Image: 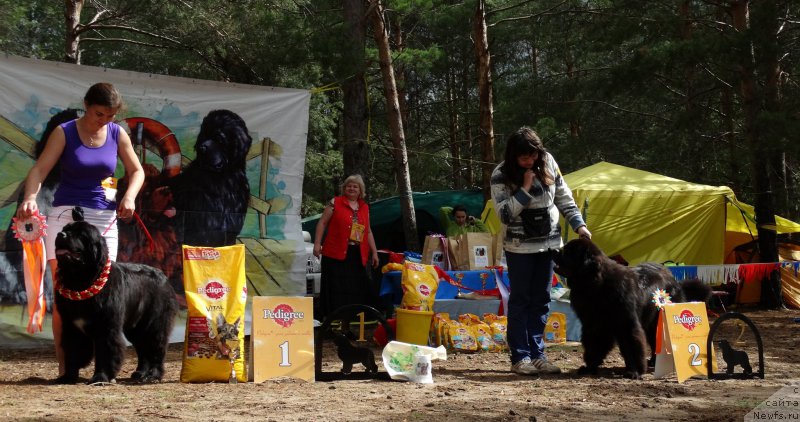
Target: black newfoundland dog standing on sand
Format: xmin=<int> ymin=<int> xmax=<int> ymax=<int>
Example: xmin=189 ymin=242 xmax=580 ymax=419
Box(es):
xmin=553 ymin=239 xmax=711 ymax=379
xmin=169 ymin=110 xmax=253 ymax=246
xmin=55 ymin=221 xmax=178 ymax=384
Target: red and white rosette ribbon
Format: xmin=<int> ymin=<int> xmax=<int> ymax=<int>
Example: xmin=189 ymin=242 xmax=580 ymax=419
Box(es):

------------------------------

→ YOUR OBJECTIVE: Without the pictures, print the whole listing exactly as given.

→ FULL OUTPUT:
Image: 
Target: black newfoundland dog standing on sand
Format: xmin=<int> ymin=<int> xmax=<int> ymax=<int>
Example: xmin=189 ymin=242 xmax=580 ymax=419
Box(es):
xmin=553 ymin=239 xmax=711 ymax=379
xmin=169 ymin=110 xmax=253 ymax=246
xmin=55 ymin=221 xmax=178 ymax=384
Target: red and white rosette ribbon
Format: xmin=<int> ymin=<int> xmax=<int> ymax=<int>
Example: xmin=189 ymin=242 xmax=580 ymax=419
Box(es):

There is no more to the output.